-- DATA TO EXAMINE follows --

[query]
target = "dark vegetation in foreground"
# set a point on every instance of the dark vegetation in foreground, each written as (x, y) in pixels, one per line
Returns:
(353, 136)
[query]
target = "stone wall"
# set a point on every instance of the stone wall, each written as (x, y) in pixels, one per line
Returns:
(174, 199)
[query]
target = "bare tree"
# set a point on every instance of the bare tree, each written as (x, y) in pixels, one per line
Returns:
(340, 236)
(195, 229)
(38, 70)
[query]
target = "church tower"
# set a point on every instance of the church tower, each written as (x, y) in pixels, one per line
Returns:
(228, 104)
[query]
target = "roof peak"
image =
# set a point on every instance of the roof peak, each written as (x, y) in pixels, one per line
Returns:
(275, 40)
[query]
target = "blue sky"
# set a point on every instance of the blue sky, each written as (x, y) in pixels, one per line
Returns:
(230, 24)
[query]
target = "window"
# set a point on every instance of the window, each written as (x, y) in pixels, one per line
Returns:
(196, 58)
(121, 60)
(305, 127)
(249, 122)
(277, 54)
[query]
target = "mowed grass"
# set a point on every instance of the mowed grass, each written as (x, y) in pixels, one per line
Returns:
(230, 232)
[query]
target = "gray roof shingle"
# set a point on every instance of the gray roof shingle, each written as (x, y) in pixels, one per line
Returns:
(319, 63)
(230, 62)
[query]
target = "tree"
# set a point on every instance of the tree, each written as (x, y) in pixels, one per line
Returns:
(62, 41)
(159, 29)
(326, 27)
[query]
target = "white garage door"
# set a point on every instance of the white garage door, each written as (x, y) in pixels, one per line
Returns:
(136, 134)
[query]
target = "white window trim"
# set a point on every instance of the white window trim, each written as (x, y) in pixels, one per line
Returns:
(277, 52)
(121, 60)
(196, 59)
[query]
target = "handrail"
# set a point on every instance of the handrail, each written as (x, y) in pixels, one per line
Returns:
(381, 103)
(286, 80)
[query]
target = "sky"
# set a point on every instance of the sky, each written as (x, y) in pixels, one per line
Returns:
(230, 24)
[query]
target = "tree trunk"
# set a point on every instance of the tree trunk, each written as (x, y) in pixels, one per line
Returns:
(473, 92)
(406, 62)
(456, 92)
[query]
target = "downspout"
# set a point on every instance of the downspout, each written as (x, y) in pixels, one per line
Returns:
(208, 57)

-- DATA TO EXAMINE concluded --

Repeat each of the entries exactly as written.

[query]
target = "dark vegetation in foreground"
# set a point on every instance of the dark vegetation in foreground, each written as (x, y) in pixels, one per line
Returns:
(353, 136)
[query]
target = "stone wall"
# set a point on every instance of the stone wall, each written as (x, y) in pixels, one per line
Returns:
(174, 199)
[query]
target = "bare tree"
# set a point on every instance of the bare tree, each written as (x, y) in pixels, one per line
Returns:
(340, 236)
(195, 229)
(38, 70)
[query]
target = "church tower"
# set a point on every instance of the church tower, each written as (x, y) in pixels, one per line
Returns:
(228, 104)
[query]
target = "roof peak"
image =
# set a point on every instance of the roof peak, each written as (x, y) in pixels, one per line
Returns:
(275, 40)
[query]
target = "blue sky"
# set a point on every instance of the blue sky, each written as (x, y) in pixels, one per line
Returns:
(230, 24)
[query]
target = "window"
# set a point on every instance of the window, each written as (x, y) in pixels, one per line
Returns:
(196, 58)
(121, 60)
(305, 127)
(249, 122)
(277, 54)
[query]
target = "mowed grass"
# set a point on every instance of the mowed grass, each written as (x, y) in pixels, one per line
Returns:
(230, 232)
[query]
target = "gray roof shingle"
# set a point on every instance of the gray roof shingle, each written as (x, y) in pixels, one per line
Returns:
(319, 63)
(230, 62)
[query]
target = "tree"
# set a point on every instance of the tree, each written as (x, y) in pixels, one per line
Returns:
(62, 41)
(159, 29)
(326, 27)
[query]
target = "white garage door"
# set a point on every instance of the white garage door, each written as (x, y) in pixels, one per line
Returns:
(136, 134)
[query]
target = "white window trim"
# set a point on every instance of the white window trim, each written as (x, y) in pixels, one per line
Returns:
(277, 52)
(121, 60)
(196, 59)
[query]
target = "handrail"
# set a point on every instance of the handrail, each written as (x, y) in pixels, one per line
Returns:
(381, 103)
(286, 80)
[query]
target = "sky"
# set a point on every instance of the sky, each written as (x, y) in pixels, one per line
Returns:
(230, 24)
[query]
target = "tree trunk"
# set a point on every instance of the tree trunk, each written as (x, y) in pixels, one per line
Returns:
(473, 92)
(406, 62)
(456, 92)
[query]
target = "downspout"
# set a point on every instance of the downspout, each written as (x, y) in pixels, one per line
Returns:
(208, 57)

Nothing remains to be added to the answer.